**Assigned task**
According to the article on SPIRES and INSPIRE, in what year did SPIRES become the first web-based database?

Open and Shut?: September 2008

Richard Poynder talks to Annette Holtkamp, an information professional at Germany's largest particle physics research centre Deutsches Elektronen Synchrotron (DESY). Holtkamp is a member of the Helmholtz Society Open Access working group, and the German contact for SCOAP³. More recently she has been heavily involved in the development of a new repository for the particle physics community called INSPIRE.

Annette Holtkamp, Information Professional, DESY

Physicists are widely credited with having begun the Open Access (OA) movement, on the basis that in 1991 theoretical physicist Paul Ginsparg created the physics preprint repository arXiv — an Internet-based service that allows physicists to electronically share their preprints with one another prior to publication in a scholarly journal.

In reality, however, the seeds of the OA movement predate arXiv by at least thirty years, when scientists working in the specific domain of particle physics — otherwise known as high energy physics, or HEP — began to routinely share their preprints via the postal system.

Of course scientists have always exchanged papers with one another by mailing copies of their papers to friends and colleagues. What was new, however, was that during the 1960s librarians at major HEP research institutions like DESY, the US-based Stanford Linear Accelerator Center (SLAC), and the world's largest particle physics laboratory CERN, began developing bibliographic tools and services to assist scientists share their preprints in a formulised fashion, thereby allowing researchers to exchange papers in a new and more effective way.

The service that came to dominate was SPIRES, which began life as a preprints collection and an associated card catalogue system created in the SLAC library in 1962. In 1974 this was computerised and combined with work being done at DESY, broadening the service to include bibliographic data on journal articles, conference proceedings, theses and books. Importantly, a number of SDI services were also introduced. These allowed HEP scientists to request that they be alerted when new papers in their field became available. Since the alerts included author contact details, scientists were able to communicate directly with one another in order to exchange papers, regardless of whether they personally knew each other.

When the Internet became widely available new features were added to SPIRES so that researchers could interrogate the database by email, allowing them to retrieve the information electronically. And in 1991, SPIRES became the first web-based database.

SPIRES has always been a bibliographic database. What was innovative about arXiv, therefore, was that it was the first freely available electronic repository containing the full-text of research papers. However, since SPIRES offered powerful search features, citation analysis tools, and was actively managed by librarians (who started inserting links into its records to allow users to go directly to the full-text on arXiv), researchers began to use SPIRES as a search engine for arXiv. As such, a symbiotic relationship developed between the two services.

Today SPIRES has around 770,000 records and is growing at around 4,000 new records a month. ArXiv, meanwhile, has 492,000 e-prints, with roughly five thousand new ones added each month.

But SPIRES is now over thirty years old, and had begun to creak. Consequently, in May a new service called INSPIRE was launched. INSPIRE is a joint initiative of SLAC, DESY, the US-based Fermi National Accelerator Laboratory (FNAL) and CERN.

The new database is based on a state-of-the-art Open Source software platform called Invenio, initially developed for CERN's institutional repository — known as the CERN Document Server, or CDS. It is planned to populate INSPIRE with content from both SPIRES and CDS — which has around one million records, half of which are full text — promising to make INSPIRE a significant new service for the HEP community.

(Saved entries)

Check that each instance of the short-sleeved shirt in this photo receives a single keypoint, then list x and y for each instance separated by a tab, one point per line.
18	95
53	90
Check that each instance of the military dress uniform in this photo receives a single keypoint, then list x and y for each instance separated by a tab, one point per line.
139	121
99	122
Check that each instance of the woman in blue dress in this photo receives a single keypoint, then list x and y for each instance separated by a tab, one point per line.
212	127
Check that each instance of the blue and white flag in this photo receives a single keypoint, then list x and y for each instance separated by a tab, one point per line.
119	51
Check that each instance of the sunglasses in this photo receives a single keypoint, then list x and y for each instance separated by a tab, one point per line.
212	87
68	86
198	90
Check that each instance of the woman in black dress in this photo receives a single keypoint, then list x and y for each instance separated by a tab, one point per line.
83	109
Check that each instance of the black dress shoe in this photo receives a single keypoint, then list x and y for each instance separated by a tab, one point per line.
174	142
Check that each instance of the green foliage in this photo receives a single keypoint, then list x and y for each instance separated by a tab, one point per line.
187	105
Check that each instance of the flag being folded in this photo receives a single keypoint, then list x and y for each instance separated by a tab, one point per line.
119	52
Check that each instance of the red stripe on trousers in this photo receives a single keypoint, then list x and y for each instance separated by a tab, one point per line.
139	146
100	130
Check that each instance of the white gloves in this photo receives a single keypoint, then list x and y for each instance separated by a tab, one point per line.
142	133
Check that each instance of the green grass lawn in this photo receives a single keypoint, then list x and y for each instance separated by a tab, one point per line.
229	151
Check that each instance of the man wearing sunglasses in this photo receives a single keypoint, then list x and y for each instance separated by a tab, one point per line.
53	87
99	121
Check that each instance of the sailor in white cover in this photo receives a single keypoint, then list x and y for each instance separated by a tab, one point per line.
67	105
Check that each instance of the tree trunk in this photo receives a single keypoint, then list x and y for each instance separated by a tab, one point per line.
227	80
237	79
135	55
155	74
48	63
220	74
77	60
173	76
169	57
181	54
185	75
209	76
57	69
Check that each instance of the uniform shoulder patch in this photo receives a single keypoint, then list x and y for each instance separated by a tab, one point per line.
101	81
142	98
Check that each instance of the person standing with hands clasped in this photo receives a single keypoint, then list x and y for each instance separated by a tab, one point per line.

**Exercise solution**
1991